====== EXCERPT TO READ ======

My brother-in-law Vincent is now off on a short hospital stay due to an infection. Decades of morbid obesity compromised the circulation to his legs. He’s thus susceptible to chronic infections and sores that require IV antibiotics and other interventions. The hospital nursing staff has been quite kind. Vincent is having a good stay, made more enjoyable by friendly banter with the kind and appealing nurses who are providing most of his care.
At some point in the evening, one of these nurses asked Vincent: “Is your pain a 7 or a 10?” Vincent responded with embarrassment, looking to my wife for an answer. He remembers all of the nurse’s names, but he does not know whether ten is greater than seven. He cannot process numerical information that way. Like many men and women living with intellectual disabilities, he requires different strategies for pain assessment. This is a well-known challenge, with many potential solutions.

====== INPUT DATA ======

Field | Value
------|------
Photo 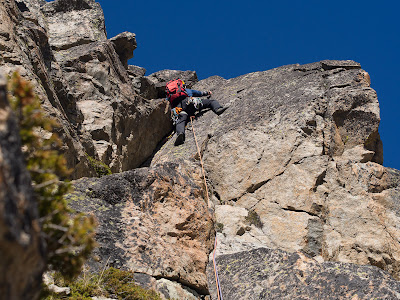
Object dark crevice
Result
[246,179,271,194]
[312,170,326,193]
[282,206,319,218]
[153,275,210,298]
[329,83,351,89]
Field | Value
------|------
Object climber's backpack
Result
[165,79,188,103]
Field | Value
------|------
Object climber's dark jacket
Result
[172,89,222,135]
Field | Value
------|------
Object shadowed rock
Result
[0,75,45,300]
[68,164,213,299]
[110,31,138,69]
[153,61,400,284]
[207,248,400,300]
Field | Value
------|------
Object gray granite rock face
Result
[207,248,400,300]
[0,0,172,178]
[153,61,400,296]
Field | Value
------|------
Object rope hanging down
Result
[190,116,223,300]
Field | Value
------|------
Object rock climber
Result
[166,79,227,146]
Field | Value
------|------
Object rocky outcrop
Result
[68,164,213,299]
[110,31,138,69]
[0,0,400,299]
[0,0,172,178]
[153,61,400,296]
[40,0,107,50]
[0,76,45,300]
[208,248,400,300]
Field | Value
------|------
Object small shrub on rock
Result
[9,73,95,277]
[245,210,263,229]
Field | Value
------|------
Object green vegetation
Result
[215,222,224,233]
[9,73,95,278]
[42,268,161,300]
[86,154,112,177]
[245,210,263,229]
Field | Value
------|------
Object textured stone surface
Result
[0,0,172,178]
[207,248,400,300]
[0,75,45,300]
[42,0,107,50]
[110,31,138,69]
[68,164,213,295]
[153,61,400,278]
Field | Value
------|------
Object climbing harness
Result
[171,107,186,126]
[190,116,223,300]
[213,235,223,300]
[165,78,188,103]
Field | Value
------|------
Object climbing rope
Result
[190,116,223,300]
[190,116,210,208]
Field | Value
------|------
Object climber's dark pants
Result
[175,99,221,134]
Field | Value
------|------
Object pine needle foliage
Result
[8,73,95,278]
[41,268,161,300]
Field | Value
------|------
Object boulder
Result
[41,0,107,50]
[110,31,138,69]
[207,248,400,300]
[152,61,400,284]
[67,164,213,299]
[0,75,46,300]
[0,0,172,178]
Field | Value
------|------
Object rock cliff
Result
[0,0,400,299]
[0,0,172,178]
[0,72,45,300]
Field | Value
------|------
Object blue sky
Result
[98,0,400,169]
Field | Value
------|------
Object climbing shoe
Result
[215,106,228,116]
[174,133,185,146]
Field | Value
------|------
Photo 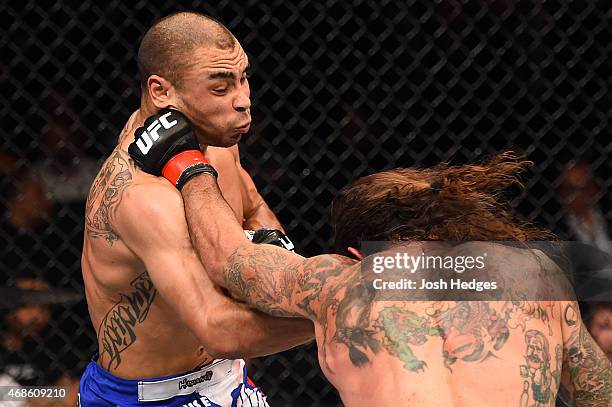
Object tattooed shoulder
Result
[98,272,157,370]
[85,149,134,245]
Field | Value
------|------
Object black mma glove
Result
[244,228,295,253]
[128,109,217,189]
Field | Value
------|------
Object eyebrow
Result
[208,71,236,79]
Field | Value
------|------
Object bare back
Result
[81,115,251,378]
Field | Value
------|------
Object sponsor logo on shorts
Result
[179,370,212,390]
[182,396,221,407]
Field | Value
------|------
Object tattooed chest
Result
[85,150,134,246]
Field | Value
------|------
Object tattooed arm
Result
[562,302,612,407]
[116,183,312,358]
[182,174,356,320]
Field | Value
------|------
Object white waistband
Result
[138,359,244,401]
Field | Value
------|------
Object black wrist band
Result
[176,163,219,191]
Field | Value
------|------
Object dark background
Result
[0,0,612,405]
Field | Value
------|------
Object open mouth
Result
[236,122,251,133]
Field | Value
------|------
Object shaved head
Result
[138,12,237,90]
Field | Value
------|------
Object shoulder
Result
[206,145,240,162]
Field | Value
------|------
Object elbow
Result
[198,329,248,359]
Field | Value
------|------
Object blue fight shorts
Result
[79,357,269,407]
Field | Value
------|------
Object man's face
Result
[176,43,251,147]
[525,336,545,369]
[589,308,612,361]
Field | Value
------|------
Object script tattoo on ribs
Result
[85,150,133,246]
[563,304,612,407]
[98,272,157,370]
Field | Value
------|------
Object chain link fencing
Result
[0,0,612,406]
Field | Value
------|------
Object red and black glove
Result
[128,109,217,190]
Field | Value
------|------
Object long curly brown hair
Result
[332,152,554,253]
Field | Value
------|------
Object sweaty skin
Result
[81,111,312,378]
[182,174,612,407]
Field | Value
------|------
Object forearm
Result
[243,199,285,232]
[209,304,314,358]
[181,174,248,286]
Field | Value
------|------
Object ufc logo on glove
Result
[136,112,178,154]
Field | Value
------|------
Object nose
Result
[234,81,251,112]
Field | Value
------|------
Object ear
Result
[147,75,176,109]
[346,246,365,261]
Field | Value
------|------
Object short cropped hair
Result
[138,11,237,91]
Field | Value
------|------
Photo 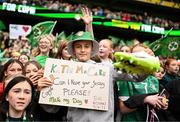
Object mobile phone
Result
[159,89,169,98]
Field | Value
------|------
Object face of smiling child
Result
[73,41,92,62]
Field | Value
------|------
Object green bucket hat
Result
[67,31,99,57]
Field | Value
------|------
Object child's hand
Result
[81,7,93,24]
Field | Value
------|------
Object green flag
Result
[0,20,6,30]
[28,21,56,47]
[150,36,180,59]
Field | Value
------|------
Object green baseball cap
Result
[67,31,99,57]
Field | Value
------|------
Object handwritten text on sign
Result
[39,58,109,110]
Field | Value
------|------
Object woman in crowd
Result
[24,61,43,88]
[35,35,54,67]
[18,53,30,65]
[0,59,24,96]
[162,59,180,86]
[0,75,36,122]
[165,79,180,121]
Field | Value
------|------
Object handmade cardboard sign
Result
[39,58,109,110]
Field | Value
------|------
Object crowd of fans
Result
[0,2,180,122]
[0,0,180,29]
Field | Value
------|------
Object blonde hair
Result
[100,39,114,60]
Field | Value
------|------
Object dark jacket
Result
[165,80,180,121]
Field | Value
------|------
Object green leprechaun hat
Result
[67,31,99,57]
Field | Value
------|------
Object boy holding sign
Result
[38,6,148,122]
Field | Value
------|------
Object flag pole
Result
[163,27,173,38]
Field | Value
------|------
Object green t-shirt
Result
[118,76,159,121]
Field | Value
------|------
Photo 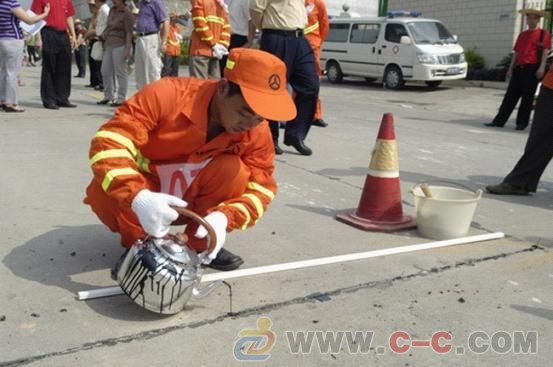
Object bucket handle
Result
[171,206,217,255]
[410,180,482,199]
[192,279,223,300]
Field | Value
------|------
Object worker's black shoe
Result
[205,248,244,271]
[311,119,328,127]
[486,182,528,195]
[110,249,130,281]
[284,136,313,155]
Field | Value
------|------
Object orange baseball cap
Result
[224,48,297,121]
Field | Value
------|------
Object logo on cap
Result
[269,74,280,90]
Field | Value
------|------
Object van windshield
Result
[407,22,457,45]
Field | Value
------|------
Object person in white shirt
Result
[220,0,255,77]
[96,0,109,37]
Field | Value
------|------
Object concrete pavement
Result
[0,64,553,366]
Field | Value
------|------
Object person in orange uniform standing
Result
[486,63,553,195]
[161,12,182,77]
[304,0,330,127]
[189,0,230,79]
[84,48,296,270]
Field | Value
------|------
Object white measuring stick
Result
[77,232,505,301]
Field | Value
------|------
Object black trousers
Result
[219,34,248,78]
[504,86,553,192]
[493,64,538,127]
[40,27,71,105]
[161,55,180,77]
[261,31,319,142]
[88,40,104,87]
[75,45,88,78]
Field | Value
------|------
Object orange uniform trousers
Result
[311,45,323,120]
[85,154,250,251]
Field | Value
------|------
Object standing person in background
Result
[94,0,109,91]
[85,0,104,89]
[484,9,551,130]
[250,0,319,155]
[97,0,133,107]
[219,0,255,76]
[486,64,553,195]
[161,12,182,77]
[0,0,50,112]
[134,0,169,90]
[75,19,87,78]
[27,34,40,66]
[31,0,77,110]
[305,0,330,127]
[189,0,230,79]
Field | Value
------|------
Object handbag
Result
[90,41,104,61]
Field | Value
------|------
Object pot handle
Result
[410,180,482,195]
[171,206,217,254]
[192,279,223,299]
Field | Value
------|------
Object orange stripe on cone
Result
[336,113,416,232]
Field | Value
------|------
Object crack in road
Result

======

> [REQUIRED WORK]
1: In the passage about Vincent's hospital stay, why is he susceptible to chronic infections and sores?
2: Please reproduce the passage about Vincent's hospital stay word for word, starting at "My brother-in-law Vincent" and ending at "of his care.".
3: Write the next part of the passage about Vincent's hospital stay, picking up after its final sentence.

> [PER-TASK OUTPUTS]
1: Decades of morbid obesity compromised the circulation to his legs.

2:
My brother-in-law Vincent is now off on a short hospital stay due to an infection. Decades of morbid obesity compromised the circulation to his legs. He’s thus susceptible to chronic infections and sores that require IV antibiotics and other interventions. The hospital nursing staff has been quite kind. Vincent is having a good stay, made more enjoyable by friendly banter with the kind and appealing nurses who are providing most of his care.

3:
This wasn’t a big problem, but it wasn’t unimportant, either. Vincent’s leg was hurting, and he wanted some pain reliever for it. And this mundane encounter underscored a broader difficulty. Doctors and nurses must come up to speed regarding people who live with  intellectual and developmental disabilities, not to mention people who live with communications disorders and related difficulties. These  issues are a part of life in 2016 America. We can do better.
Even for people with mathematical facility, those scales are lousy (is the pain that keeps me up at night a 3, because I could imagine being mauled by a bear, or is it a 7, because by morning I am a complete wreck? And if I can power through it and answer the questions, does that mean it's no more than a 4 or a 5?). Does Vincent do better with the icons?
"Doctors and nurses must come up to speed regarding people who live with intellectual and developmental disabilities," The metaphor illustrates the cultural problem. Professionals - and not only they - must slow down to get the communication handshake, not speed up.
Many people living in a foreign country with partial fluency in the language face this problem every day. I'm not stupid, I do understand Spanish, but please slow down. IIRC 110 words per minute used to be the standard for the BBC World Service in English. Many people, especially from Mediterranean cultures, talk at 130 or more.
Harold, thanks for posting a photo of Vincent. We have read a lot about him, and wish him well.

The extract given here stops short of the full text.